## PROBLEM DETAILS
Write all of the entries out again exactly.

::: INFORMATION :::

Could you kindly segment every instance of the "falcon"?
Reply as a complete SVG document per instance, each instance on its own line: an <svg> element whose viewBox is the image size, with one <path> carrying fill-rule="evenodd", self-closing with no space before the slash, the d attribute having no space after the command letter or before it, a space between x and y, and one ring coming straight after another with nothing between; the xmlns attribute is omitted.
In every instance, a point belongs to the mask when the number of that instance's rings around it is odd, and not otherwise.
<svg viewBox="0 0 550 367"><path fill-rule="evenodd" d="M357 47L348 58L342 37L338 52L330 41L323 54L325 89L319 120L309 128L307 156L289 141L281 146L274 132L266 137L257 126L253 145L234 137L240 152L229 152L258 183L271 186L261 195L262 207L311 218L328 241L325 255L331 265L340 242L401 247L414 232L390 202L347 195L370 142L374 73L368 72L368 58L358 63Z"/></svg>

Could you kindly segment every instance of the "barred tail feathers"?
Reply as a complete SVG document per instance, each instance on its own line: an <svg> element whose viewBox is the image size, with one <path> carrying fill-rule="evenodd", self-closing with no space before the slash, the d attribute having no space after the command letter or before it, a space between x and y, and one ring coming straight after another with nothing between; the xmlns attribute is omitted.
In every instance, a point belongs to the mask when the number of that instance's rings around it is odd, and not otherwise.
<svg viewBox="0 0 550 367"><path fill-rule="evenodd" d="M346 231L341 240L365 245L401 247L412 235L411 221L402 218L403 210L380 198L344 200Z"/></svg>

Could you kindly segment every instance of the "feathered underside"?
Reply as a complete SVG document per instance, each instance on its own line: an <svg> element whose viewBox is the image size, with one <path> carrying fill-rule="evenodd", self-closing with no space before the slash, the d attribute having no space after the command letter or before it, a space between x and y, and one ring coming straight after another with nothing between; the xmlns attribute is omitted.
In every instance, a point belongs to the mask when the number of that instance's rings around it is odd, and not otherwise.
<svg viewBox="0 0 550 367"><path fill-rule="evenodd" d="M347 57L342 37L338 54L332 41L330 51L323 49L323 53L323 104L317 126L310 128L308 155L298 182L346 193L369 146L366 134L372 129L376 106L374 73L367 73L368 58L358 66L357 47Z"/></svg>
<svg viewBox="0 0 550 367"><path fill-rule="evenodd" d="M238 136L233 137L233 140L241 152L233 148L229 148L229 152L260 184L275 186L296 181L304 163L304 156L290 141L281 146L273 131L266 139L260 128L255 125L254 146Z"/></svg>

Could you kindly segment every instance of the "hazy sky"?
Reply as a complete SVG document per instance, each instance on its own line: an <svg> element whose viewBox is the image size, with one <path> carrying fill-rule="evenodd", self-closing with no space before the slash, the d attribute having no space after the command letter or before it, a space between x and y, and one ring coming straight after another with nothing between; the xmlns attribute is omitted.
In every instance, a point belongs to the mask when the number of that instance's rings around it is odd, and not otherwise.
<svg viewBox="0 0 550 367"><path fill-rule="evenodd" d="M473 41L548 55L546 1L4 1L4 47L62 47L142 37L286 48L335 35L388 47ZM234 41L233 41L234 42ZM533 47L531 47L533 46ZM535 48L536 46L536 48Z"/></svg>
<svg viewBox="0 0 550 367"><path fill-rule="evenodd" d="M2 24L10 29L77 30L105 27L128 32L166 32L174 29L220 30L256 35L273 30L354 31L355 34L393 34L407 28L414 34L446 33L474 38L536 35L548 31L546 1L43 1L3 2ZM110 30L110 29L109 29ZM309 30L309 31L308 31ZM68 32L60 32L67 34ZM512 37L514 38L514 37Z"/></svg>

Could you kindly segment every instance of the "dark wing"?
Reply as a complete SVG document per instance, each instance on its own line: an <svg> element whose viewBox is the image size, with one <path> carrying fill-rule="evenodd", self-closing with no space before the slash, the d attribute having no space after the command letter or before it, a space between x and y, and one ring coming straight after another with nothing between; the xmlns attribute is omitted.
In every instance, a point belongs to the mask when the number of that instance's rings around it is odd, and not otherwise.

:::

## EXERCISE OUTPUT
Could you kindly segment every instance of the "falcon"?
Reply as a complete SVG document per instance, each instance on its own line: an <svg> element whose viewBox is the image size, with one <path> carrying fill-rule="evenodd", self-closing with no space before the slash, the d attribute having no space after the command letter or before it, a space between x and y, and one ring coming straight after another with nothing between; the xmlns attribute is omitted.
In every instance, a point belongs to the mask when the number of that instance's rings around it is odd, and not otherwise.
<svg viewBox="0 0 550 367"><path fill-rule="evenodd" d="M357 47L348 58L342 37L338 52L330 41L323 54L325 89L319 120L309 128L307 156L289 141L281 146L274 132L266 137L257 126L253 145L234 137L240 152L229 152L258 183L271 186L261 195L262 207L311 218L328 241L325 255L331 265L340 242L401 247L414 232L390 202L347 195L370 142L374 73L368 72L368 58L358 63Z"/></svg>

Could you kindly segment every instance of the "barred tail feathers"?
Reply as a complete SVG document per instance, each instance on its own line: an <svg> element whose viewBox is the image size, with one <path> carrying fill-rule="evenodd", self-closing with no space before the slash, the d attribute having no space after the command letter or before it, a space between x and y, and one ring coming straight after another with nothing between; the xmlns attribute is omitted.
In every instance, a point belongs to the mask when the number of that instance's rings around it is odd, and not otherwise.
<svg viewBox="0 0 550 367"><path fill-rule="evenodd" d="M346 231L341 240L365 245L401 247L412 235L411 221L402 218L403 210L380 198L344 200Z"/></svg>

Could you kindly segment every instance of the "feathered underside"?
Reply as a complete SVG document per instance, each instance on its own line: an <svg> element whose viewBox is the image size, with one <path> carrying fill-rule="evenodd", self-closing with no space before the slash, the d attribute having no space after the command letter or before it, a space between x and y, and one ring coming straight after another with nothing between; the xmlns attribute is omitted.
In every instance, a point belongs to the mask when the number of that instance's rings around it is odd, and not otherwise.
<svg viewBox="0 0 550 367"><path fill-rule="evenodd" d="M347 57L342 37L338 54L332 41L330 51L323 49L323 53L323 104L317 126L310 128L308 155L298 182L346 193L369 146L366 134L372 129L376 106L374 73L367 73L368 58L358 66L357 47Z"/></svg>
<svg viewBox="0 0 550 367"><path fill-rule="evenodd" d="M238 136L233 137L233 140L241 152L233 148L229 148L229 152L260 184L275 186L296 181L304 163L304 156L290 141L281 146L273 131L266 139L260 128L255 125L254 146Z"/></svg>

Could you kindly segment every instance of the "hazy sky"?
Reply as a complete SVG document per instance, each instance on its own line: an <svg> element whose viewBox is the image size, with one <path> carrying fill-rule="evenodd", self-closing with no space before the slash, the d attribute having no space after the command letter or before it, a space between x and y, and one ring coming straight after another with nothing between; the xmlns attribute is omitted.
In every instance, a point belongs to the mask when the number of that instance's rings around it is odd, and not otherwise.
<svg viewBox="0 0 550 367"><path fill-rule="evenodd" d="M473 41L548 55L546 1L4 1L4 47L62 47L142 37L286 48L335 35L388 47ZM234 41L233 41L234 42ZM533 47L531 47L533 46ZM535 48L536 46L536 48Z"/></svg>
<svg viewBox="0 0 550 367"><path fill-rule="evenodd" d="M2 24L10 29L77 30L105 27L128 32L166 32L174 29L220 30L256 35L273 30L354 31L355 34L393 34L407 28L414 34L446 33L474 38L536 35L548 31L546 1L43 1L3 2ZM110 30L110 29L109 29ZM309 30L309 31L308 31ZM68 32L60 32L67 34ZM512 37L514 38L514 37Z"/></svg>

Could you kindly segment every instance of the "dark wing"?
Reply as a complete SVG document per instance, each instance on its own line: an <svg> element whose viewBox is the image size, with one <path> carrying fill-rule="evenodd", self-closing with no space before the slash, the d attribute having no space after the command letter or before it, a space between x and y, and one ring coming straight after another with nothing between; the xmlns attribute is omitted.
In every instance, a point belongs to the mask when the number of that instance's rings around it is odd, and not otherwise.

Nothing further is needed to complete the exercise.